====== Document extract ======

Tell CPU as coding C/C++ certain variable must put in cache L1,L2

Question

How do we instruct CPU when we're writing or coding C/C++ certain (usually) global variable must be put in cache L1, L2, or L3 so on ?

colanderman · Accepted Answer

Generally, caches don't hold fixed memory locations. They hold whatever has been most recently used (to a first approximation).
Some architectures do support "cache pinning" -- wherein you can instruct the CPU to reserve a portion of cache for a specific memory location (actually cache line or page). To the best of my knowledge, neither Intel nor AMD processors implement such a feature.
You can however instruct the CPU to load something into cache prior to using it, using a prefetch instruction. (It is still subject to be evicted from cache at a later time as usual.) In GCC, this is done using __builtin_prefetch() [1].
But -- if you add prefetches blindly, it will almost certainly slow down whatever it is you're trying to fix. You need to analyze your memory access patterns and the assembly code being executed, using tools like perf and llvm-mca, and recognize the cache line usage, cache access latency, pipeline stalls, cross-process and -core contention for the cache line, register pressure, etc. of the code in question, to understand whether a prefetch is appropriate, and where to place it if so. Notably, it's a challenge to get a compiler to emit a prefetch at a useful line of assembly.

====== Extracted entries ======

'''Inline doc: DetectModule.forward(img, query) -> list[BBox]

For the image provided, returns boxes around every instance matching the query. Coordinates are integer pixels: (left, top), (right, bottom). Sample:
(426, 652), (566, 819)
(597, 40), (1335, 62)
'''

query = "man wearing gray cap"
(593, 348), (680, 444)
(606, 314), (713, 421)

======
====== Extracted entries ======

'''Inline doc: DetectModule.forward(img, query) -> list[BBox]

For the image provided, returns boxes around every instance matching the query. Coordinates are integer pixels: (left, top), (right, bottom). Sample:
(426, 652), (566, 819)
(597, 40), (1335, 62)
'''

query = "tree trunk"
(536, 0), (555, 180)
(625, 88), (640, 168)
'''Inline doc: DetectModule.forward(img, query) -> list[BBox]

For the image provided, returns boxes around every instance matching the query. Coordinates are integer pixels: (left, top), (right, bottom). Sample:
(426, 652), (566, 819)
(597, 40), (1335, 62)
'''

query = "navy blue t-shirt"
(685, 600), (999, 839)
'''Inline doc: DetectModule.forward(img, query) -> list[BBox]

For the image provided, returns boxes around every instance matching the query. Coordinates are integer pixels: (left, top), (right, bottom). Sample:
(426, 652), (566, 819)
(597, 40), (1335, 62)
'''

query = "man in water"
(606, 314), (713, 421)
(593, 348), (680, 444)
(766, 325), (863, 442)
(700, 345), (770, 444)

======
====== Extracted entries ======

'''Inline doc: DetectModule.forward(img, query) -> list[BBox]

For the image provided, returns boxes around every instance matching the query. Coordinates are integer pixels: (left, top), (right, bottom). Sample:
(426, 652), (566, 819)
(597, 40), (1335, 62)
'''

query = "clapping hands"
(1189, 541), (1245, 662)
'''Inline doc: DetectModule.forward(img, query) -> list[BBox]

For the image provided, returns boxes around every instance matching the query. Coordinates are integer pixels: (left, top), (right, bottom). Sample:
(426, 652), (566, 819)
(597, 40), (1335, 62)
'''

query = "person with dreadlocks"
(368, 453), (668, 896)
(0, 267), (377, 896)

======

* _To do_
(1) List every factor that the accepted answer in the forum thread on CPU caches says you must recognize in the code before deciding whether to use a prefetch.
(2) Continue the forum thread on CPU caches from its last sentence.

* _Solved problems_
(1)
- Cache line usage
- Cache access latency
- Pipeline stalls
- Cross-process and -core contention for the cache line
- Register pressure

(2)
What evidence are you working from, that access latency to a single specific global variable is a performance bottleneck for your application?
To share an anecdote -- the only time I've been in a similar situation, was working on a 10 Gbps line-rate network processor. Many functions had CPU budgets of fewer than 100 cycles. We found (using perf) that often, these cycles were eaten up stalling for various globals to be fetched from DRAM, despite that the globals were accessed with every packet. Notably, prefetching didn't help -- we could not prefetch early enough to avoid the entire stall, and issuing the prefetch itself ate precious CPU cycles. However, the true culprit was that the small handful of globals in question were each allocated on the start of a hugepage boundary -- and therefore assigned to the same cache line. This particular CPU had low cache associativity (L1 was 2-way IIRC), and thus the globals kept bumping each other out of cache. The solution in our case was to manually align the globals to different cache lines.
[1] https://gcc.gnu.org/onlinedocs/gcc/Other-Builtins.html

_moof · Answer

You're in CPU reference manual territory - and if you got here by accident, you've taken at least seven wrong turns, and are about to take an eighth.

daniel-thompson · Answer

Not exactly what you're asking, since C/C++ doesn't expose this functionality, but ISPC (a C-derived language that exposes a CUDA-like SPMD model over the vector lanes in your CPU) has some standard library functions to prefetch data into L1 cache; see https://ispc.github.io/ispc.html#prefetches for more details. If you're worried about this in your application, you may find it useful to investigate writing your compute kernel in ISPC (it uses C linkage and can be called from C code with no overhead).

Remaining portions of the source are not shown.